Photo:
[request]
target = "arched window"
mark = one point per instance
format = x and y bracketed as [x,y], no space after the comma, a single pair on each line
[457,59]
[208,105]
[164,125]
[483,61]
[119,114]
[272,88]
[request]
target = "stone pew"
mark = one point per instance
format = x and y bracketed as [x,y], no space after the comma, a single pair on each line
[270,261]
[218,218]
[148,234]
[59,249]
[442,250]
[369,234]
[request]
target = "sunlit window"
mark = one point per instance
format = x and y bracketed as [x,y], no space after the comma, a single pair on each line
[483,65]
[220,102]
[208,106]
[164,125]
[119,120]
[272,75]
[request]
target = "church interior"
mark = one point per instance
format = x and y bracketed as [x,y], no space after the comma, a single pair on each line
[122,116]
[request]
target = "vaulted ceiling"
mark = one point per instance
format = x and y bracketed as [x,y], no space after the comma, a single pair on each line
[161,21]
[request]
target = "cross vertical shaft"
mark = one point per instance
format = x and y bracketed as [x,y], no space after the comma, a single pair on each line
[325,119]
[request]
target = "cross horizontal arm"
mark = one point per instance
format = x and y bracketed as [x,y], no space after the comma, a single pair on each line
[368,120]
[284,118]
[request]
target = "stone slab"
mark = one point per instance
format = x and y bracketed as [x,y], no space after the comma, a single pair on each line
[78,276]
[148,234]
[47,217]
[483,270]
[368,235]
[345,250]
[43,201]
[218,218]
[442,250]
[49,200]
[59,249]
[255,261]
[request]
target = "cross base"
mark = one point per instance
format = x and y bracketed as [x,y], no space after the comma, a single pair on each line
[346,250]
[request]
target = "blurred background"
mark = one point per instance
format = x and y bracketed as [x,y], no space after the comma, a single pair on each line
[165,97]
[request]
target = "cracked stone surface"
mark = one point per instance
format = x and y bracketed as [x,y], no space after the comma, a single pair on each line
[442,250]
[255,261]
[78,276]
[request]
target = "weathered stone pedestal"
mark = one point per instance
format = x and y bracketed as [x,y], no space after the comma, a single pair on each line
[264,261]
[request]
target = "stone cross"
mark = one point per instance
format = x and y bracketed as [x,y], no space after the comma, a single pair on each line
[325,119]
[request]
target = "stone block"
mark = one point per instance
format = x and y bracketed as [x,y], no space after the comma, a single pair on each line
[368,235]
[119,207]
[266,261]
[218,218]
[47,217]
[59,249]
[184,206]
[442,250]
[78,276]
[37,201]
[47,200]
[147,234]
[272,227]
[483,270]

-*-*-

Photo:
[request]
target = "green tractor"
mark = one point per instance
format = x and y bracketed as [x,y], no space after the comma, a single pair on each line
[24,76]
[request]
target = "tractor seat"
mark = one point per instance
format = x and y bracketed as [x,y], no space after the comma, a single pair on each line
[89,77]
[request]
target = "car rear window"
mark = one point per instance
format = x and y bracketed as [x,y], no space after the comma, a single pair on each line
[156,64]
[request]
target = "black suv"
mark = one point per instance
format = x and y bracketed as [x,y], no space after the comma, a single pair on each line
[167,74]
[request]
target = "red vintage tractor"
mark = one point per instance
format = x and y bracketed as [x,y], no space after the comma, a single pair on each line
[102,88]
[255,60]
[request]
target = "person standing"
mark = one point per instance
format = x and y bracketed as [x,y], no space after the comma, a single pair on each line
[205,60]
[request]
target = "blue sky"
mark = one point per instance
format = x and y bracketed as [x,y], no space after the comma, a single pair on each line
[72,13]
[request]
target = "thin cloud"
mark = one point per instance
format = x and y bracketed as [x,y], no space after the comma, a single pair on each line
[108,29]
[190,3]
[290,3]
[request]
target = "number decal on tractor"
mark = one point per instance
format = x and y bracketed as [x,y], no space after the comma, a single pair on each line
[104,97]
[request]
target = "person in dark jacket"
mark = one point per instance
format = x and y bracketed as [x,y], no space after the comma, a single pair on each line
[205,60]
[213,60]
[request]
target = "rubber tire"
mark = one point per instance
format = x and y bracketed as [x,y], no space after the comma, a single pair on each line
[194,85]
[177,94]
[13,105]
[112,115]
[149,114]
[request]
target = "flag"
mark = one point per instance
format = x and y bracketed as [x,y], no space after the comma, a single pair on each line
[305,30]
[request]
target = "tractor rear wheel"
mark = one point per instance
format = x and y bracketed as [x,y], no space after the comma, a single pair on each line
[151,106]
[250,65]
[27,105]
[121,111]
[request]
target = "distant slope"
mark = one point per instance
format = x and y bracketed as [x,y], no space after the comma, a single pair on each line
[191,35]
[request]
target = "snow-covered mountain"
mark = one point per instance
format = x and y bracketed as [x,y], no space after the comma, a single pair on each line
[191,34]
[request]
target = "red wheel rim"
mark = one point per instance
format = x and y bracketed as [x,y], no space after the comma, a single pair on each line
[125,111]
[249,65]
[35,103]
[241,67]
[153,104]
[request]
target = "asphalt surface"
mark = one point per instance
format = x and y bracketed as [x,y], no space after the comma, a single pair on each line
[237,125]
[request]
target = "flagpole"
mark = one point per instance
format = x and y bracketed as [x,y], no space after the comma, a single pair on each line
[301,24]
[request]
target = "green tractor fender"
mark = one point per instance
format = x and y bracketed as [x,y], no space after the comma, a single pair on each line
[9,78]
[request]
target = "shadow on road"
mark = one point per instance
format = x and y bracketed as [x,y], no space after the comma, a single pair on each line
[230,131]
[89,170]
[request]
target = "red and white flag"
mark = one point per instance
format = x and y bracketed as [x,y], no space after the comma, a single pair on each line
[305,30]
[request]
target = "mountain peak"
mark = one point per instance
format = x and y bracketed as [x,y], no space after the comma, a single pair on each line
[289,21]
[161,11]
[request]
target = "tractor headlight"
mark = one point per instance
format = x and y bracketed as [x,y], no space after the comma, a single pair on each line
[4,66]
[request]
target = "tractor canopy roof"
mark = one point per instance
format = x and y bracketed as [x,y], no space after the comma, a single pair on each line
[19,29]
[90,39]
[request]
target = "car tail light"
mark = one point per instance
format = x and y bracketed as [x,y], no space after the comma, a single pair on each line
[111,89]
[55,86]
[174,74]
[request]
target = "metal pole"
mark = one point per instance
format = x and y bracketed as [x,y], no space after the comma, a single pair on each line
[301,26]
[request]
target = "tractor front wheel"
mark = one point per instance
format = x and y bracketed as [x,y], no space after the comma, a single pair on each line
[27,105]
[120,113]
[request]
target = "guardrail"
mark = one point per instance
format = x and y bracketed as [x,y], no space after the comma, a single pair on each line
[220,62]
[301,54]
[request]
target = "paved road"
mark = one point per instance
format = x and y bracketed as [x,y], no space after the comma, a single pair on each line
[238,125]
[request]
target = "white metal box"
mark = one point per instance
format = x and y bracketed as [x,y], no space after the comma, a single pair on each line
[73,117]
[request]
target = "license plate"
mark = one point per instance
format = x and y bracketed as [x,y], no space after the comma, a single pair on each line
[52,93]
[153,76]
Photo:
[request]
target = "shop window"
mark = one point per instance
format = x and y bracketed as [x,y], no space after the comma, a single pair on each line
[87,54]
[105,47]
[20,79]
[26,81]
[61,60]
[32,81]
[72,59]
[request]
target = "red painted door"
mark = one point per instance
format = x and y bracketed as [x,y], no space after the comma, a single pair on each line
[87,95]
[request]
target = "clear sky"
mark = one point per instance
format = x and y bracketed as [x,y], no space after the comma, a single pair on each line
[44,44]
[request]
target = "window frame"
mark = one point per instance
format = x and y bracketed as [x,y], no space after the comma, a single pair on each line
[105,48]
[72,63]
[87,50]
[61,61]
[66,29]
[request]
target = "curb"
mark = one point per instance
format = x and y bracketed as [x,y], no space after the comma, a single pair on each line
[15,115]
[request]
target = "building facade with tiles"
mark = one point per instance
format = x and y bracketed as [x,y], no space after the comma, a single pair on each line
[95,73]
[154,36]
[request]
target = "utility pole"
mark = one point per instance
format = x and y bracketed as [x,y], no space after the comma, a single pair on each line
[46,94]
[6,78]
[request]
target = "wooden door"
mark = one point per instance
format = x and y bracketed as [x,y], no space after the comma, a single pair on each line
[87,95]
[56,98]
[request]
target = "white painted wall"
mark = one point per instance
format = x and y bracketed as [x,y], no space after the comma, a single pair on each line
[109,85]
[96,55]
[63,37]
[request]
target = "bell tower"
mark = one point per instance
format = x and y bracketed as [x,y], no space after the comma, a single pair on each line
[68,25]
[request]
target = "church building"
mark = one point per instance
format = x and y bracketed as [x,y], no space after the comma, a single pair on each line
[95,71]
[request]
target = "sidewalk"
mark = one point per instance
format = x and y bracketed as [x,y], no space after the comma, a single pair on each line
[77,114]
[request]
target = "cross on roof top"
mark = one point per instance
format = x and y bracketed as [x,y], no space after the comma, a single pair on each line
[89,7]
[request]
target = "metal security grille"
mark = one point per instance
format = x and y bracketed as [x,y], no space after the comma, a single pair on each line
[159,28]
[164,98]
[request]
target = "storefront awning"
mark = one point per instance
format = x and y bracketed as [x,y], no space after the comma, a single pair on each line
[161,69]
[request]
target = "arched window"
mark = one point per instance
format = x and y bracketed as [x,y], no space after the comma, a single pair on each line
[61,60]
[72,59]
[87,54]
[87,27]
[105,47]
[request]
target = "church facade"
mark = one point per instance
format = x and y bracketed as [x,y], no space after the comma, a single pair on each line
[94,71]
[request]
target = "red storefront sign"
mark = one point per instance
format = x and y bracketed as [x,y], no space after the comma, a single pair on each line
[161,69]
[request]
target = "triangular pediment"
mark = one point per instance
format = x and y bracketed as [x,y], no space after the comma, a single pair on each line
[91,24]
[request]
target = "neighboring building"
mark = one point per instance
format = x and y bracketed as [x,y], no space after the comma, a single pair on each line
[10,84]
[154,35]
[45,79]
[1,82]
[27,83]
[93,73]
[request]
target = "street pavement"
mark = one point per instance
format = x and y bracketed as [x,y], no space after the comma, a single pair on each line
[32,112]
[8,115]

-*-*-

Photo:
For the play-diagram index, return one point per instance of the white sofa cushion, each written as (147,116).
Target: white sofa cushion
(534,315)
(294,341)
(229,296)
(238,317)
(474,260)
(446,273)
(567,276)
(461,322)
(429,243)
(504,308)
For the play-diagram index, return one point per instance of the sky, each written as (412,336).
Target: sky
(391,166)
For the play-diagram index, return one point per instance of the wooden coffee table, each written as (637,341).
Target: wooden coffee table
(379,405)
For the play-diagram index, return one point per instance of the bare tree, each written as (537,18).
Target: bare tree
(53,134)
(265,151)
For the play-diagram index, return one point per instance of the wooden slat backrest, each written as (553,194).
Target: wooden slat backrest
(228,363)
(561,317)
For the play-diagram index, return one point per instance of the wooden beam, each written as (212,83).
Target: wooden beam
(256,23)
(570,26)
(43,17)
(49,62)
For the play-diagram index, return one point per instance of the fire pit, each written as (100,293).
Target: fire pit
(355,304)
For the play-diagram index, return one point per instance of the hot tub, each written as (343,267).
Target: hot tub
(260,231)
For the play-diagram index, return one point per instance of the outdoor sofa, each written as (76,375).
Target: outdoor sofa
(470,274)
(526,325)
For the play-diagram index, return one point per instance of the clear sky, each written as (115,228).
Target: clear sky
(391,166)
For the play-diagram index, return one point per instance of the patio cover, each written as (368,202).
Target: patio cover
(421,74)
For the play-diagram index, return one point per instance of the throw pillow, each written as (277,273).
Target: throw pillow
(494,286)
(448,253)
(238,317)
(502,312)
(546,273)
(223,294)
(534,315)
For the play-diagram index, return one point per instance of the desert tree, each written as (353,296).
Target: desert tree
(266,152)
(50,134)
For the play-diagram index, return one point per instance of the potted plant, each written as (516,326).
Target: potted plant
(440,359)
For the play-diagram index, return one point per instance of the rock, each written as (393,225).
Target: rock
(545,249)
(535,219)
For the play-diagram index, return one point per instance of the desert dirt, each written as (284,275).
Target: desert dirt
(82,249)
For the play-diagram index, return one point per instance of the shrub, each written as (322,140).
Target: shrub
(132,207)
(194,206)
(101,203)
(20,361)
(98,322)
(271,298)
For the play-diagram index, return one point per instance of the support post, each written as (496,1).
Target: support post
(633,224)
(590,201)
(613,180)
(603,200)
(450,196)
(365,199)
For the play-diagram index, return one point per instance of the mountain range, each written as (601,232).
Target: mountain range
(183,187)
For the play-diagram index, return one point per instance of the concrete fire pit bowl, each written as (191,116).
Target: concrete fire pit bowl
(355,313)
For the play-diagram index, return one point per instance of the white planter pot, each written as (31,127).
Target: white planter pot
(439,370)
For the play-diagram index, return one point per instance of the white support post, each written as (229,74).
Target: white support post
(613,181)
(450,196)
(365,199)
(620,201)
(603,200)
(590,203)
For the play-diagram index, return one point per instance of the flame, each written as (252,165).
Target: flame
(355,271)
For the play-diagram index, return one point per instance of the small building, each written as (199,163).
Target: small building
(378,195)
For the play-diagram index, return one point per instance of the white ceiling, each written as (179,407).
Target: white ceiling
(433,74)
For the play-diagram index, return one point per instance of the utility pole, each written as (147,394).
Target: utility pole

-*-*-

> **Exercise**: Return everything from the line containing "written as (179,407)." down to the line containing "Target: utility pole" unchanged, including both of those lines.

> **Task solution**:
For the play-diagram index, return one point per instance of the white ceiling, each written as (179,407).
Target: white ceiling
(433,74)
For the play-diagram index, return one point per instance of the utility pole, each written as (147,394).
Target: utility pole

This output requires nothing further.